◆ Objective: Please render all of the material below as a numbered list, skipping any blank lines and leaving out the pictures.

◆ Data for this task:
**********
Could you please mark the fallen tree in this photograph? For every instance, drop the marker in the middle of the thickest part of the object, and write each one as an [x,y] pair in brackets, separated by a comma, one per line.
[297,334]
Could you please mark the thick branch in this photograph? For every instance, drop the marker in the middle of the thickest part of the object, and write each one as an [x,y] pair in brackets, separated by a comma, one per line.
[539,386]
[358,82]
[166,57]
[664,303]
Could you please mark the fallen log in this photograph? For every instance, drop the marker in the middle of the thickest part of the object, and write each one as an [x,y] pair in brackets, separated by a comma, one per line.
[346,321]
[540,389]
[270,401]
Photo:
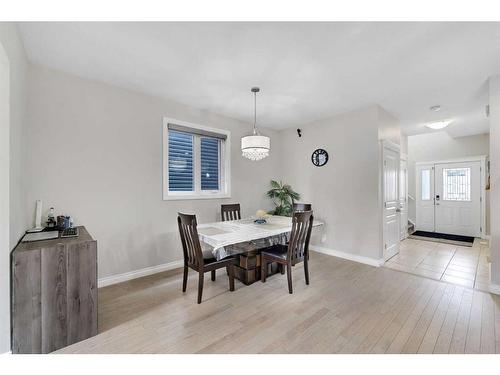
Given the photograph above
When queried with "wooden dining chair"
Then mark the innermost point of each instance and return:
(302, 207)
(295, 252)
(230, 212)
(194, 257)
**********
◆ Final answer:
1. Could you please mark the fallen tree in this photograph? For every instance, drop the marker in the middle of the thickest part of the object, and write each one as an [x,y] pair in brackets, separated by a comma, one per line.
2. [297,334]
3. Could you please mark the thick branch in this photograph? For every instance, drop the marker in the middle of the thickest part of the object, and write each one as an [x,y] pair in brackets, separated by a comma, one per line.
4. [539,386]
5. [358,82]
6. [166,57]
7. [664,303]
8. Could you please mark the fallen log in this photograph? For every instance, drop the marker in the middle of the thickest part of the object, and write each one as an [x,y] pair in brackets, separated by a comma, one per line.
9. [346,321]
10. [540,389]
11. [270,401]
12. Photo:
13. Given the photograph above
14. When queried with "wooden dining chair"
15. Then mark the innermost point of each instance and return:
16. (302, 207)
17. (295, 252)
18. (230, 212)
19. (194, 257)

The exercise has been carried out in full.